▶ [WHAT IS NEEDED]:
Each record must be reproduced exactly as it is shown.

Location identification items:
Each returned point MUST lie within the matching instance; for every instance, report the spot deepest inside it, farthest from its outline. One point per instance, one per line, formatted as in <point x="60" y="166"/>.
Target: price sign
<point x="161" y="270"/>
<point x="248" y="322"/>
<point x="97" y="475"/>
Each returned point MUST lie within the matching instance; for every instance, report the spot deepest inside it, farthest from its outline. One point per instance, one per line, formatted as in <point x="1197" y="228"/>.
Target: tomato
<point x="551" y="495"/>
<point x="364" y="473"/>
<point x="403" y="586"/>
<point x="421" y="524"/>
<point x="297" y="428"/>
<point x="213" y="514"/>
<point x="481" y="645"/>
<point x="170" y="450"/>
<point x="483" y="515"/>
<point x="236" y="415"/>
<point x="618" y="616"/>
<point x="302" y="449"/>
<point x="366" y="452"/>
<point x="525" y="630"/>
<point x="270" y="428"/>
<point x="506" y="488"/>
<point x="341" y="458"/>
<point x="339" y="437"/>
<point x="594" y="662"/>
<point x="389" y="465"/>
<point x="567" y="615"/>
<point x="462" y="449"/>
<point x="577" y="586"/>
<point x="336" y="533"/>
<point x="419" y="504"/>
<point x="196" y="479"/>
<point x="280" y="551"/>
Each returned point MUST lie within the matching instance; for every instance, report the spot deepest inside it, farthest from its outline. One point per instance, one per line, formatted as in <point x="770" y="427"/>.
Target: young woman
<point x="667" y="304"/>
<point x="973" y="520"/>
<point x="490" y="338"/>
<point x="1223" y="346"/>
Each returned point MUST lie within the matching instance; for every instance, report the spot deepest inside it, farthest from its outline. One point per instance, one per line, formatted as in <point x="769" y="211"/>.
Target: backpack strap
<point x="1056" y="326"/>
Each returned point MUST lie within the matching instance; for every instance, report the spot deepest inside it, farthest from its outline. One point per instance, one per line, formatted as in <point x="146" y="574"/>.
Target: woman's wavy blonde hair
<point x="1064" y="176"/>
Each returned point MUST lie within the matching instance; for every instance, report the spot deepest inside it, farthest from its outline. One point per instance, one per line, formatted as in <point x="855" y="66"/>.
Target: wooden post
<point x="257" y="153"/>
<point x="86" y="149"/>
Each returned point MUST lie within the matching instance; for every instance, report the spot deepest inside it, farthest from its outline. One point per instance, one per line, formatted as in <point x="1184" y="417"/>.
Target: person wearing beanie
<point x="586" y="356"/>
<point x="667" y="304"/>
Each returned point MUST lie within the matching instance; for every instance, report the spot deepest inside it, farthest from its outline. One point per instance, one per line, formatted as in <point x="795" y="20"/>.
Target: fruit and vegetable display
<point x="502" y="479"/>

▶ [EXERCISE RESULT]:
Each returned point MUST lie within the matching instance; for every instance, report the spot deepest inside it, farthest from its outline. One point per instance, one per line, formatted as in <point x="60" y="166"/>.
Target: price sign
<point x="161" y="270"/>
<point x="248" y="322"/>
<point x="97" y="475"/>
Each returned point MUST lie within the matching instance; for every instance, report the spot deepest inside it, farthest from its outline. One point per instance, one per line, formatted as in <point x="1197" y="228"/>.
Target: tomato
<point x="551" y="495"/>
<point x="364" y="473"/>
<point x="403" y="586"/>
<point x="421" y="524"/>
<point x="297" y="428"/>
<point x="213" y="514"/>
<point x="481" y="645"/>
<point x="170" y="450"/>
<point x="483" y="515"/>
<point x="236" y="415"/>
<point x="618" y="616"/>
<point x="302" y="449"/>
<point x="366" y="452"/>
<point x="525" y="630"/>
<point x="270" y="428"/>
<point x="506" y="488"/>
<point x="341" y="458"/>
<point x="339" y="437"/>
<point x="594" y="662"/>
<point x="389" y="465"/>
<point x="567" y="615"/>
<point x="462" y="449"/>
<point x="577" y="586"/>
<point x="336" y="533"/>
<point x="419" y="504"/>
<point x="196" y="479"/>
<point x="280" y="551"/>
Each returned point MUST lie within the matching instance; for every instance, report the spot deepest inside it, farthest from its outline. One point per instance, one per line, formatted as in <point x="770" y="427"/>.
Target: young woman
<point x="667" y="304"/>
<point x="973" y="520"/>
<point x="490" y="338"/>
<point x="1223" y="346"/>
Each returned point MUST lie within the matching instance; for every instance, report the spot deepest inside it, farthest from its outline. One point per instance, one per line, formatted as in <point x="769" y="211"/>.
Target: backpack strap
<point x="1056" y="326"/>
Each returned point MUST lie within the matching instance; for every instance, report the spot deepest inside it, farthest from its outline. One point per instance, one per line, formatted as in <point x="146" y="574"/>.
Target: woman's wavy blonde hair
<point x="1064" y="176"/>
Each returned point MUST lie within the matching instance; for every instance, report the spot deepest inside it, farthest from its outline. One point per instance, one per line, formatted as in <point x="855" y="66"/>.
Target: wooden post
<point x="257" y="153"/>
<point x="86" y="149"/>
Each returned point MUST lie within the matching instance; for every instance, report the spot deepest inside it, farthest from its outline. One point per instance, one per line, formatted as in <point x="1184" y="417"/>.
Target: person wearing beanie
<point x="586" y="356"/>
<point x="667" y="304"/>
Each returned point MUST lie within the matching instance; for every instance, report the spot deepest inside it, farthest from its outline. One point per instance, one per line, formatted as in <point x="795" y="20"/>.
Target: fruit and vegetable display
<point x="502" y="479"/>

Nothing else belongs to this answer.